Entries supplied start

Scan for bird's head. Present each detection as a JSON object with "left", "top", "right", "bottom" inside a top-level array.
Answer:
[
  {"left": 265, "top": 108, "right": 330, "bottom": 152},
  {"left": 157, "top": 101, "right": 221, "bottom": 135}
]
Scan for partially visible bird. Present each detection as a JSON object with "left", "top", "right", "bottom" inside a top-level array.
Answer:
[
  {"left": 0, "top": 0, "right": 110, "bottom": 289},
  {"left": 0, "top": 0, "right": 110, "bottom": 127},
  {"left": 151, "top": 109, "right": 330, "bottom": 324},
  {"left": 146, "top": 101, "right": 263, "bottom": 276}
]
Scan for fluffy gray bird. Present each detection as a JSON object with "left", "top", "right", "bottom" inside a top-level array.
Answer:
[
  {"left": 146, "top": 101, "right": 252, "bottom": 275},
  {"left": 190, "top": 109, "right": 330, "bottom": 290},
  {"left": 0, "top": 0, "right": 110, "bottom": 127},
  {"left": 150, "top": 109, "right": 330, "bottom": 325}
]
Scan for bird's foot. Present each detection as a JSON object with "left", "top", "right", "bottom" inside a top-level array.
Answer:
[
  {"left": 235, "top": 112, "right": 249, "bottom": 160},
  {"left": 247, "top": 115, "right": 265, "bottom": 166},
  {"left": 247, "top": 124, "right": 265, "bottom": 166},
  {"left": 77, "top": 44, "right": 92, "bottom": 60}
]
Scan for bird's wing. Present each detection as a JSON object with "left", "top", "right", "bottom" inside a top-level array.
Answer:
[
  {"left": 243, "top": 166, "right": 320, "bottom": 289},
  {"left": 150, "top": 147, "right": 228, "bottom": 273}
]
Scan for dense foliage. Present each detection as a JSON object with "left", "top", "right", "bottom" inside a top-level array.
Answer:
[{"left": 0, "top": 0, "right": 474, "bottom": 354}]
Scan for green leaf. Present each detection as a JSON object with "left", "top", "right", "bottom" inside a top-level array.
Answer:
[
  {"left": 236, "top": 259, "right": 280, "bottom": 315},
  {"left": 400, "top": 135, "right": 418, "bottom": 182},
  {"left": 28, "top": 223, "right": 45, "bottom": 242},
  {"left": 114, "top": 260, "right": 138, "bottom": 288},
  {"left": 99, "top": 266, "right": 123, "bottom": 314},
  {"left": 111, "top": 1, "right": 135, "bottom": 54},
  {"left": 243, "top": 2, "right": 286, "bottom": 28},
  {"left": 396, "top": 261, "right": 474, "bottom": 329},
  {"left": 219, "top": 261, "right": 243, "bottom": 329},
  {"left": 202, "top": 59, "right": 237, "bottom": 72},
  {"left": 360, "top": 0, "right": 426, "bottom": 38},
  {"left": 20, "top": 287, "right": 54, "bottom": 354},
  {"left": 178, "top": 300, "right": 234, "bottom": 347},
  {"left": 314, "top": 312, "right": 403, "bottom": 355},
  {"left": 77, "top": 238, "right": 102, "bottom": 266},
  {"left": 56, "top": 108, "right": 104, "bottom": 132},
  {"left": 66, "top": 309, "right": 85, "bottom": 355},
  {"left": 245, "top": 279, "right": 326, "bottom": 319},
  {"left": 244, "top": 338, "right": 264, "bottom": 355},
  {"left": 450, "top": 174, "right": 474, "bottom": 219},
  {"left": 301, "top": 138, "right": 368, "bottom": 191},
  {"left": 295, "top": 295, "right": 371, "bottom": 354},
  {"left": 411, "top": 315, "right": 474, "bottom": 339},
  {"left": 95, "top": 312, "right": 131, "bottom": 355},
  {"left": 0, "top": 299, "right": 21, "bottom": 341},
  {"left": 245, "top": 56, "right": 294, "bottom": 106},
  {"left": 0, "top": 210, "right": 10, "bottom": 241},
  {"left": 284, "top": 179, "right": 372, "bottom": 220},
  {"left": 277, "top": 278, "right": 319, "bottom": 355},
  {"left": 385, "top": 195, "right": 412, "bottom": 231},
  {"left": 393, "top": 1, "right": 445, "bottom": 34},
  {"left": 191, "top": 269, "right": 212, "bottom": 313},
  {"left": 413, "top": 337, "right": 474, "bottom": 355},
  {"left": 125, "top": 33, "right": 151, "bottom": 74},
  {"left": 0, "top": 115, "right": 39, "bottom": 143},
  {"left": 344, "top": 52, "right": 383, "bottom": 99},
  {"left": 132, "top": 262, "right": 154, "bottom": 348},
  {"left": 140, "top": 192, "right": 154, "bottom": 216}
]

Entries supplied end

■ Objective:
How many lines in the rows above contain the word "bird"? Case counts, so give only the number.

■ Written solution:
5